| EXERCISE DIRECTIONS |
Repeat the records in full and exactly, omitting pictures.
SUPPLIED RECORDS Block Start
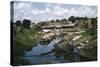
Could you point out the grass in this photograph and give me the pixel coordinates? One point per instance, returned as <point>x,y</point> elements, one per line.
<point>23,41</point>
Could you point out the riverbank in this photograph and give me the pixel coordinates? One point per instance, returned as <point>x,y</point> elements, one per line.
<point>24,41</point>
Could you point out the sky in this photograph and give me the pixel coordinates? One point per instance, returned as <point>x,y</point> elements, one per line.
<point>39,11</point>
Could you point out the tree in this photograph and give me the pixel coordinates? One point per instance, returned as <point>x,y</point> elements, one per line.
<point>72,18</point>
<point>26,23</point>
<point>57,20</point>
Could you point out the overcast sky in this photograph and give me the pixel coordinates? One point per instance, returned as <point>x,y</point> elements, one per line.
<point>37,11</point>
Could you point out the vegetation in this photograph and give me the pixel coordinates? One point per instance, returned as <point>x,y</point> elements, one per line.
<point>26,37</point>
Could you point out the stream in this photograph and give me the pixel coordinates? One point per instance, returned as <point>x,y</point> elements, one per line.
<point>49,53</point>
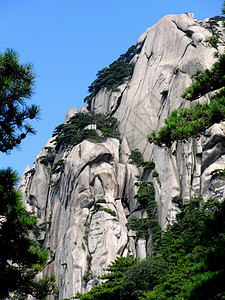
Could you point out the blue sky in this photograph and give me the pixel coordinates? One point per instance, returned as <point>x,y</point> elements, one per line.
<point>69,41</point>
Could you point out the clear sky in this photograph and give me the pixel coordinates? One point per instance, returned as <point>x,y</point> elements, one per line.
<point>69,41</point>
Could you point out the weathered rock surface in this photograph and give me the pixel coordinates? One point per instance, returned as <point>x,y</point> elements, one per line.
<point>87,199</point>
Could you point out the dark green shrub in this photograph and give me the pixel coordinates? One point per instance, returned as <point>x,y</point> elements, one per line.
<point>75,131</point>
<point>148,165</point>
<point>141,225</point>
<point>136,158</point>
<point>49,158</point>
<point>113,76</point>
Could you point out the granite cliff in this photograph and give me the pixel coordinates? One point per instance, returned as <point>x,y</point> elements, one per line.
<point>85,194</point>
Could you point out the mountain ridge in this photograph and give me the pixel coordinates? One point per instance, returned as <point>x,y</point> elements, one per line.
<point>86,193</point>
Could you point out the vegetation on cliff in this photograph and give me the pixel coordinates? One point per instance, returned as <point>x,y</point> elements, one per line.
<point>21,257</point>
<point>89,125</point>
<point>113,76</point>
<point>191,122</point>
<point>188,264</point>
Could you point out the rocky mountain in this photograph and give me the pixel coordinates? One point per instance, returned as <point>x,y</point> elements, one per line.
<point>84,194</point>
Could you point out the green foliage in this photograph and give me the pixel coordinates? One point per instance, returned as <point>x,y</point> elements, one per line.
SUPPLIED RECORDS Block End
| TASK SOLUTION |
Could you point out the grass in this photograph and give me the pixel coordinates? One point per instance, returned as <point>x,y</point> elements, one per line.
<point>23,41</point>
Could you point out the riverbank in this photograph and give me the pixel coordinates? One point per instance, returned as <point>x,y</point> elements, one per line.
<point>24,41</point>
Could you point out the sky in this photograph and give me the pixel coordinates? One point per instance, returned as <point>x,y</point> elements, one per line.
<point>39,11</point>
Could you point out the tree in this photograph and give me the pixel coordinates? One point per instance, returned as <point>x,y</point> elements, one per line.
<point>72,18</point>
<point>26,23</point>
<point>57,20</point>
Could you point out the overcast sky in this photograph and give me the pixel coordinates? One point per instance, returned as <point>x,y</point> elements, one per line.
<point>37,11</point>
Could you point out the vegetation in this photograph and give me the pixel coordinates? One point per instance, returned as <point>x,y</point> elements, one per line.
<point>26,37</point>
Could you point out the stream in this photograph and give me the pixel coordinates? One point per instance, returned as <point>x,y</point> elements, one per line.
<point>49,53</point>
Could you point out the blue sky in this photograph and give me the pixel coordinates? One point per instance, returned as <point>x,y</point> elements, one per line.
<point>69,41</point>
Could you point out the clear sky in this photograph and give me the pixel coordinates? One point per instance, returned as <point>x,y</point> elements, one per line.
<point>69,41</point>
Could you point out the weathered rock surface in this photograph and give me the pixel coordinates? One point per instance, returned as <point>x,y</point> elements, one per line.
<point>87,199</point>
Could you point out the dark green shrub in this photograph and give me the pixel coordinates? One point per instance, returned as <point>x,y</point> elements, one per line.
<point>75,131</point>
<point>148,165</point>
<point>141,225</point>
<point>136,158</point>
<point>49,158</point>
<point>113,76</point>
Could you point out the granite cliff in this photograph and give me the pixel coordinates? One point per instance, returned as <point>x,y</point> elements, one per line.
<point>85,194</point>
Could you point out the mountain ridge in this photograph and give me the pixel coordinates? One point per instance, returned as <point>x,y</point> elements, one per line.
<point>86,193</point>
Could you point out the vegetation on cliff in this photograph and give me the pixel coordinates? One point per instance, returned as <point>x,y</point> elements, one per line.
<point>21,257</point>
<point>89,125</point>
<point>113,76</point>
<point>191,122</point>
<point>188,264</point>
Could you point out the rocky mountain in this photograph and give me the pixel coordinates? One point per instance, returned as <point>x,y</point> elements, one per line.
<point>84,194</point>
Could you point out the green foliage in this photograph and give me the pixel coordinates? One point per instance, returned as <point>x,y</point> elements, one per line.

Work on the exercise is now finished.